> **WORK TO COMPLETE**
Transcribe word for word the lines below from the line with "Target: stone wall coping" through the line with "Target: rifle stock", ends included.

——

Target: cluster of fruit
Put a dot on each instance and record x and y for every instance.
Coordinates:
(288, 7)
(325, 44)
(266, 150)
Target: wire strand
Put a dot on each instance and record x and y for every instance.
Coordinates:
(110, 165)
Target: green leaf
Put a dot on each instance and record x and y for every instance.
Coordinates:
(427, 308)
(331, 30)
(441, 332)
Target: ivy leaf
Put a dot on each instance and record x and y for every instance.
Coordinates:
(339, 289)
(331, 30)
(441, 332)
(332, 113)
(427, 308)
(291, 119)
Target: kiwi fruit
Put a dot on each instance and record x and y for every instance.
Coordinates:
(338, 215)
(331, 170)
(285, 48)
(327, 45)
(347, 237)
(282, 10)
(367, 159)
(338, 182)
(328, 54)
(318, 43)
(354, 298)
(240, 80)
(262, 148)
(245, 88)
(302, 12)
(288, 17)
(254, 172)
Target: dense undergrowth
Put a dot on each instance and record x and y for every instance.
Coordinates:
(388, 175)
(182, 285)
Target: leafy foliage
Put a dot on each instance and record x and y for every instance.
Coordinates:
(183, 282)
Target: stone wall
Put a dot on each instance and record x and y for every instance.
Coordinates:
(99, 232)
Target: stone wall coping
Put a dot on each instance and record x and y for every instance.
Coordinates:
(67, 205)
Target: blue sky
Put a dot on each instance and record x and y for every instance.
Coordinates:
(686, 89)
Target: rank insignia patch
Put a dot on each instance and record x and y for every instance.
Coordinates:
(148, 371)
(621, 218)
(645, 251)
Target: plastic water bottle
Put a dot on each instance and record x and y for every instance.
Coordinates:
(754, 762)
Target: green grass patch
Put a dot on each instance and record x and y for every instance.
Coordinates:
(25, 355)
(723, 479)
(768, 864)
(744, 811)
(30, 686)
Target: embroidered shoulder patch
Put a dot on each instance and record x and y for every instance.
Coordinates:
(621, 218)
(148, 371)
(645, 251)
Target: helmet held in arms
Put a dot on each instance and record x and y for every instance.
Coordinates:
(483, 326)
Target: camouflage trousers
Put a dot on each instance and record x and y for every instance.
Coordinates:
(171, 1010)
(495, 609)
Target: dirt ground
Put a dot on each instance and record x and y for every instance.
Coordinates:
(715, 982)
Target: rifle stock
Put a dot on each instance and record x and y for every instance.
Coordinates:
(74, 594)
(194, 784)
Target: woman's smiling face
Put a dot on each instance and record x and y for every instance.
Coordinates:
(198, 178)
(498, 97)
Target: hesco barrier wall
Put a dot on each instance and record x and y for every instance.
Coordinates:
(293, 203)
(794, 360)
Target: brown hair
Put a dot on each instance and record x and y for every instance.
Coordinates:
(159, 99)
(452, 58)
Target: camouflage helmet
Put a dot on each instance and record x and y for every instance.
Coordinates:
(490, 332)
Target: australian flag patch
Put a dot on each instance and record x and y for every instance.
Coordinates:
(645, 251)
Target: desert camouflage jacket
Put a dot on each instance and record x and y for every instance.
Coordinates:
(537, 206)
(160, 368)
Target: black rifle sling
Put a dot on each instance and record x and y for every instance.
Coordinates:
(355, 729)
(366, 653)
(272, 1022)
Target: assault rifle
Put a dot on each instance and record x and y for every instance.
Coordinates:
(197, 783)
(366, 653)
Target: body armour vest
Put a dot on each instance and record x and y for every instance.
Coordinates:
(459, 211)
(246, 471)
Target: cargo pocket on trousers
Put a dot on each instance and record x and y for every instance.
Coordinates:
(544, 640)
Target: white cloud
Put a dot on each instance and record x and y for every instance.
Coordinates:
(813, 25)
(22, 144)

——

> **FINISHED EXERCISE**
Target: stone wall coping
Put a dot on each instance and record x and y for every instance.
Coordinates:
(67, 205)
Target: blue sky
Put a dot on each instance and record x and y for every instance.
Coordinates:
(686, 89)
Target: rank insignia patch
Put a dot on each instance and record x and y for every instance.
Coordinates:
(148, 371)
(621, 218)
(645, 251)
Target: plastic water bottle
Put a dot on each instance and record x and y for every instance.
Coordinates:
(754, 762)
Target: green grass patch
Put a dot on each instance and record x and y for every instance.
Coordinates:
(25, 355)
(723, 479)
(768, 864)
(744, 811)
(30, 686)
Target: embroidered shoulder patch
Put a dot on each instance and record x and y for every instance.
Coordinates:
(621, 218)
(148, 371)
(645, 251)
Target: helmet held in arms
Put a dot on each instance and record x and y for every instance.
Coordinates:
(483, 326)
Target: camouflage trousers
Put a dot on each instance and record x and y for every instance.
Coordinates:
(171, 1010)
(495, 609)
Target: dirt ground
Put a dot on each instance and record x and y for every instance.
Coordinates:
(715, 982)
Target: rifle stock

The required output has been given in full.